■ What this task involves:
The answer should contain all of the data, retyped without any alteration.

Stored data entries

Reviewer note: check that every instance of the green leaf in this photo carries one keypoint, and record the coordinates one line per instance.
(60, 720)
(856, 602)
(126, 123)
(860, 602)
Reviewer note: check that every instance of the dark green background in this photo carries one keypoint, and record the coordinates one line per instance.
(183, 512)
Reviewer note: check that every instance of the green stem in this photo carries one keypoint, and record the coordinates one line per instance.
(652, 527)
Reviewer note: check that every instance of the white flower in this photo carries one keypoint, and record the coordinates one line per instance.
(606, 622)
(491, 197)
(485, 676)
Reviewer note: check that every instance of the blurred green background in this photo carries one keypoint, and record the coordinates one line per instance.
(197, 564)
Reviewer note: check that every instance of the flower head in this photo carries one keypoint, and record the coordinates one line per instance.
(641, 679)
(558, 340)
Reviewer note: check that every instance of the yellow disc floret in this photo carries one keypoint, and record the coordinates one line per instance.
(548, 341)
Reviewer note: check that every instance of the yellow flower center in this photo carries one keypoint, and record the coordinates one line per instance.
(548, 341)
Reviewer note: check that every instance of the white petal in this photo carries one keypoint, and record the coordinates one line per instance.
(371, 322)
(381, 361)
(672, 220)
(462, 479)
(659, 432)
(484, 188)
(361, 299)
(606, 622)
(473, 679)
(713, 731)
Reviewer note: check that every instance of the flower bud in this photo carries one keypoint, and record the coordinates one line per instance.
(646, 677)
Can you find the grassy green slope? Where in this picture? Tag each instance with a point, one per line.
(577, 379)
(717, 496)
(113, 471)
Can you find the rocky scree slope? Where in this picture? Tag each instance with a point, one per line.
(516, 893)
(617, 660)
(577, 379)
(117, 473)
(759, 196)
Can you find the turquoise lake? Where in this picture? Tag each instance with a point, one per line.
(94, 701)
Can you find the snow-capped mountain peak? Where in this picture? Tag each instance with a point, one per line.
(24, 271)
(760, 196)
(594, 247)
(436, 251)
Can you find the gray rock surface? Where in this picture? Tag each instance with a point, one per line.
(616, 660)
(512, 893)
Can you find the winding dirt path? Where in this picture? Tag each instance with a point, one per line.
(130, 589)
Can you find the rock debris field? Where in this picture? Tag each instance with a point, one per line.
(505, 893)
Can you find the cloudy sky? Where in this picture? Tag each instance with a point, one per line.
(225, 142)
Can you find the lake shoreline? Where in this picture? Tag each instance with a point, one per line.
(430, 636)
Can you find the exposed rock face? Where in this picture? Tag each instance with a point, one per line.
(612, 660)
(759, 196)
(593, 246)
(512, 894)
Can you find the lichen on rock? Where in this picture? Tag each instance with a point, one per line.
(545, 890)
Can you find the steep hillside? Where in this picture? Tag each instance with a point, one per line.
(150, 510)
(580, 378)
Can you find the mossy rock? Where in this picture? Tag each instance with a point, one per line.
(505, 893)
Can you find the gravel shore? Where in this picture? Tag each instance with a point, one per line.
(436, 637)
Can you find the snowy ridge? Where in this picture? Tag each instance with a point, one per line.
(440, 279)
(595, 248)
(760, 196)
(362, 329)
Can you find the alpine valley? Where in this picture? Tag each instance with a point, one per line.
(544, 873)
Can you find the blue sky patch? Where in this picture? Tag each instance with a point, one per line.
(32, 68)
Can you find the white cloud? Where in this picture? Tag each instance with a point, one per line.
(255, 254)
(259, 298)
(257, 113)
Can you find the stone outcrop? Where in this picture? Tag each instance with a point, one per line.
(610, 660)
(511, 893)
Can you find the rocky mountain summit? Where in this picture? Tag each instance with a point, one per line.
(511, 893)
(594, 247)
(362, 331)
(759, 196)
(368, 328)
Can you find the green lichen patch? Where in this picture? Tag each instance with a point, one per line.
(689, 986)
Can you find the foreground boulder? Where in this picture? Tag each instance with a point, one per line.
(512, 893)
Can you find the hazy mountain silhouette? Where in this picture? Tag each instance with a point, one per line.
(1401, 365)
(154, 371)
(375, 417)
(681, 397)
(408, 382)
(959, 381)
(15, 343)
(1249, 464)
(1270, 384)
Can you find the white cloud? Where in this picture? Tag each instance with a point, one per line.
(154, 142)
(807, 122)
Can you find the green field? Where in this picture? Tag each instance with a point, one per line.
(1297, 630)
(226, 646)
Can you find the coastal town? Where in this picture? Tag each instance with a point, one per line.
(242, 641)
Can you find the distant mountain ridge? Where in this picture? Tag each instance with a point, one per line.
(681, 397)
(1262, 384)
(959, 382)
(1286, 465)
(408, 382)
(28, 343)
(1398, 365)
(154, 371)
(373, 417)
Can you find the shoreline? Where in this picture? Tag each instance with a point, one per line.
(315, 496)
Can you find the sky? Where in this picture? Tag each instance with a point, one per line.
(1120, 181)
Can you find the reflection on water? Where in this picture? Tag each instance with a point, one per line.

■ Your solution:
Reviewer note: check that every instance of the green leaf in this photo carries one keypoint, and record the coordinates one line per instance.
(60, 720)
(856, 602)
(126, 123)
(860, 602)
Reviewer note: check that every instance of the dark green background in this photo carries one keypoint, and record the coordinates one line per instance.
(183, 512)
Reviewer note: check that every instance of the green stem in this photo carries one keypoint, and record the coordinates one line per instance.
(652, 527)
Reviewer note: check that every instance of the white flower in this photo carries one keypoint, and record the coordinates one line per instance.
(606, 622)
(491, 197)
(485, 676)
Reviewer note: check that every instance of the blurred green background in this photo carries one keypoint, and record the coordinates one line per instance.
(197, 564)
Reviewer note: check that every instance of the flower head in this photo carries one keypoint, and record the coordinates one line per instance.
(641, 679)
(558, 340)
Reviewer note: check that every instance of the yellow disc floret in this photo carries one keypoint, and record the coordinates one line per instance.
(548, 341)
Reviewer note: check that every instance of the yellow flower center in this photo carries one keypoint, and record the coordinates one line per instance.
(548, 341)
Reviewer note: check that every instance of the white petal in this photo carries one keypoint, and record the coordinates one line per instance.
(371, 322)
(381, 361)
(672, 220)
(462, 479)
(659, 432)
(484, 188)
(361, 299)
(606, 622)
(473, 679)
(713, 731)
Reviewer note: check that every instance of the flower bud in this photo carries one keypoint, and record the coordinates one line per instance.
(646, 677)
Can you find the grassy green slope? Where in this picture? Tag each instance with a point, one per line.
(577, 379)
(717, 496)
(113, 471)
Can you find the rocky scree slope? Where in this picture? Tag each instance with a point, one per line.
(516, 893)
(617, 660)
(577, 379)
(117, 473)
(759, 196)
Can you find the turquoise lake? Where in this picture? Tag each instance with a point, one per line.
(94, 701)
Can you find the snow-capped mountain peak? Where in this picture? Tag each instance with a point, one per line.
(24, 271)
(760, 196)
(594, 247)
(436, 251)
Can you find the gray rock surface? Where in this picture? Tag each instance with a point, one per line.
(616, 660)
(512, 893)
Can you find the winding dirt path? Where in this picture? Tag each instance with a point, one per line.
(130, 589)
Can you find the rock debris field? Where in this picture? Tag each instance with a point, one per line.
(505, 893)
Can you find the cloudy sky? Where in this picture? Tag each instance with a point, one per line.
(225, 142)
Can you find the lake shoreline? Where in this picture? Tag each instance with a point, one per line.
(430, 636)
Can you find the exposed rock face? Where in this picture? Tag each instance with a point, one per line.
(612, 660)
(759, 196)
(593, 246)
(512, 894)
Can you find the lichen on rock? Where in this picture? Tag each instance with a point, one per line.
(545, 890)
Can you find the steep hillside? Where in this picture? Tag each instance with a point, one per line.
(150, 510)
(580, 378)
Can you find the mossy rock? Where in this picture? Tag each instance with a point, one per line.
(505, 893)
Can you find the gravel shore? Where in this picture? Tag each instance with a point, one per line.
(436, 637)
Can you find the snowy ridge? Where in this picture? Tag each instance with a point, one per line.
(440, 279)
(595, 248)
(760, 196)
(362, 329)
Can you find the alpine valley? Where in this picture? Tag each instance with a point, one per line.
(544, 873)
Can you find the blue sky patch? Where in this picture? Tag each instance with a point, one per line.
(32, 68)
Can you find the white cloud? Where in this picture? Tag each instance with a point, one per line.
(255, 254)
(259, 298)
(257, 113)
Can you find the stone outcrop? Where in this picture? Tag each instance with a point, one per line.
(610, 660)
(511, 893)
Can you find the rocky mountain summit? Where in this picture? Tag each instance with a point, one per line.
(511, 893)
(594, 247)
(362, 331)
(759, 196)
(368, 328)
Can you find the green lichen patch? Where in this picture? Tag each instance with a point, one per line.
(689, 986)
Can you find the foreground boulder? Where in this picture? Tag each instance with a point, one per line.
(512, 893)
Can you find the hazy mountain silhouette? Where in this picture? Tag each instance with a point, one per line.
(1401, 365)
(154, 371)
(375, 417)
(681, 397)
(408, 382)
(959, 381)
(15, 343)
(1249, 464)
(1270, 384)
Can you find the white cloud? Where in this picture? Tag each instance with a point, one per line.
(154, 142)
(807, 122)
Can you find the green field? Where in this picture? Tag each instance with a point, one per line.
(1297, 630)
(226, 646)
Can you find the coastal town? Where in this picture? Tag each instance with a point, one per line.
(242, 641)
Can you find the distant mountain ridge? Where in this picture? Tag each instance with a point, one per line.
(681, 397)
(1262, 384)
(959, 382)
(1286, 465)
(408, 382)
(28, 343)
(1398, 365)
(154, 371)
(373, 417)
Can you find the shoreline? Where in this picture? Tag each instance with a point, one per line.
(315, 496)
Can you find the sky? Where in this picture? Tag each instance with a point, one per line.
(1120, 181)
Can you find the reflection on water? Where in this picture? Tag each instance with a point, one per line.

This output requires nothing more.